Items from a data source
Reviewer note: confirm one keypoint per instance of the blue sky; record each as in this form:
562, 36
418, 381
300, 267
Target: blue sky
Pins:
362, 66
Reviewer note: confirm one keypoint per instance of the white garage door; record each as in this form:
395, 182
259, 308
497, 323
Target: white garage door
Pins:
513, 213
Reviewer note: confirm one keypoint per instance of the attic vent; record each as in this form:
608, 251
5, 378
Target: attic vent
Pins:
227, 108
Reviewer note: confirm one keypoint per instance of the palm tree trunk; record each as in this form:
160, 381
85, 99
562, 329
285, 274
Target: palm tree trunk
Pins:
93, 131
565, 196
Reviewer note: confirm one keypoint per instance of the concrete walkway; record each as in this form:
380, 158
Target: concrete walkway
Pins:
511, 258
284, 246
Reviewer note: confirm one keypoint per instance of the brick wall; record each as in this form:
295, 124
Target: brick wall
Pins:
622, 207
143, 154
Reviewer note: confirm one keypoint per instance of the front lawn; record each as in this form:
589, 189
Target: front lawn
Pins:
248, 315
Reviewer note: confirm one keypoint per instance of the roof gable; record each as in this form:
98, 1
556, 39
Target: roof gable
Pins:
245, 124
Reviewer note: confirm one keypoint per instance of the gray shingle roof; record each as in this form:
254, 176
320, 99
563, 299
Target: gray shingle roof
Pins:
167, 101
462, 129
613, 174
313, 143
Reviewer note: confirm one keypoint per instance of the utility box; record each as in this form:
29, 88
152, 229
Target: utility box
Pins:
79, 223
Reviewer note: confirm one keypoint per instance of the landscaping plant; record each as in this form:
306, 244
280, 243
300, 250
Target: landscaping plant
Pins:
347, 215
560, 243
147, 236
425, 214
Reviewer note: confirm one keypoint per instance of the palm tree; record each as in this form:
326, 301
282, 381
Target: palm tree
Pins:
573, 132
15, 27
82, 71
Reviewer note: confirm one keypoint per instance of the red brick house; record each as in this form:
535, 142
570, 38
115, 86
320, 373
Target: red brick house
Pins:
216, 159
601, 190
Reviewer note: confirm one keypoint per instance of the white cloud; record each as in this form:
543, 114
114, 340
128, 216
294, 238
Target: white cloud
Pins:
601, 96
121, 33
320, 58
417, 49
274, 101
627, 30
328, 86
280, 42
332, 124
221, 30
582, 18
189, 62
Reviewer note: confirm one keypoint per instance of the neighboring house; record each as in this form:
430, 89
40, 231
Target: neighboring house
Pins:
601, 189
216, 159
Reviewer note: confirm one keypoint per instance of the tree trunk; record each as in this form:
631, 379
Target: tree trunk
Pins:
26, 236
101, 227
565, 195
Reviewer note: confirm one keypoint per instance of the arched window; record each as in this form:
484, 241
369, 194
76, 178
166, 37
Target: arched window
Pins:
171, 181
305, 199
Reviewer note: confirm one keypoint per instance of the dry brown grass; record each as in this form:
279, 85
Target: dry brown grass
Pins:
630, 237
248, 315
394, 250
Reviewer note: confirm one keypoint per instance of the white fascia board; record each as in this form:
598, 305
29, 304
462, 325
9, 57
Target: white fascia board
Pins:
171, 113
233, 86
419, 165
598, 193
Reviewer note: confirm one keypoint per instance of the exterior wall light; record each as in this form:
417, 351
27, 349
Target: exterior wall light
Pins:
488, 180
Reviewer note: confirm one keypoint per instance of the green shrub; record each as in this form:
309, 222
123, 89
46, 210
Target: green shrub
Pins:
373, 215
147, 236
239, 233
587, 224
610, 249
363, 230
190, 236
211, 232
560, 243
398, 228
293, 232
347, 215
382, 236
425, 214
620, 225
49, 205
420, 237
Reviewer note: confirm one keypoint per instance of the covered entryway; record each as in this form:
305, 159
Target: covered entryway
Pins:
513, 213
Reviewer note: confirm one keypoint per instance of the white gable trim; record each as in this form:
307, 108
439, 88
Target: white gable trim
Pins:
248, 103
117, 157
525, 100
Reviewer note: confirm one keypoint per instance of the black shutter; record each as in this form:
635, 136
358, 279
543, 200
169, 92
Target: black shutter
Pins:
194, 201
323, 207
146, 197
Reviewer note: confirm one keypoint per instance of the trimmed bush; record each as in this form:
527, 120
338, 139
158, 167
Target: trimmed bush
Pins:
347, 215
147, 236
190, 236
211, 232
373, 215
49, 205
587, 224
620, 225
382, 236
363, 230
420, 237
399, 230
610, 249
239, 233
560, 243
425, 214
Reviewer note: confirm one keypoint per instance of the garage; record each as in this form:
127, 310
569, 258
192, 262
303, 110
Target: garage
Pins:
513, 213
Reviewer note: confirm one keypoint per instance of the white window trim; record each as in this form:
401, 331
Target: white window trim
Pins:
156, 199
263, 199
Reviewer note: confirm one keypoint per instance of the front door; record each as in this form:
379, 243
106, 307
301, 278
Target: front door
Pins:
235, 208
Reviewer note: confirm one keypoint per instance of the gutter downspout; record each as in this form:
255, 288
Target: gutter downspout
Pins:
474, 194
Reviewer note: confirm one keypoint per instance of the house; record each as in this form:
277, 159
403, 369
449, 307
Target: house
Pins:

WHAT IS NEEDED.
Only those lines of the entries above that run from the line containing "Target: white cloud" to the line containing "Target: neighboring house", both included, should be transcribed exactly.

SOLVED EXERCISE.
Target: white cloud
Pins:
601, 96
121, 33
320, 58
417, 49
274, 101
627, 30
328, 86
280, 42
332, 124
221, 30
582, 18
189, 62
Reviewer note: confirm one keypoint per instance of the neighboring house; record each as in this form:
430, 89
40, 231
Target: neighboring house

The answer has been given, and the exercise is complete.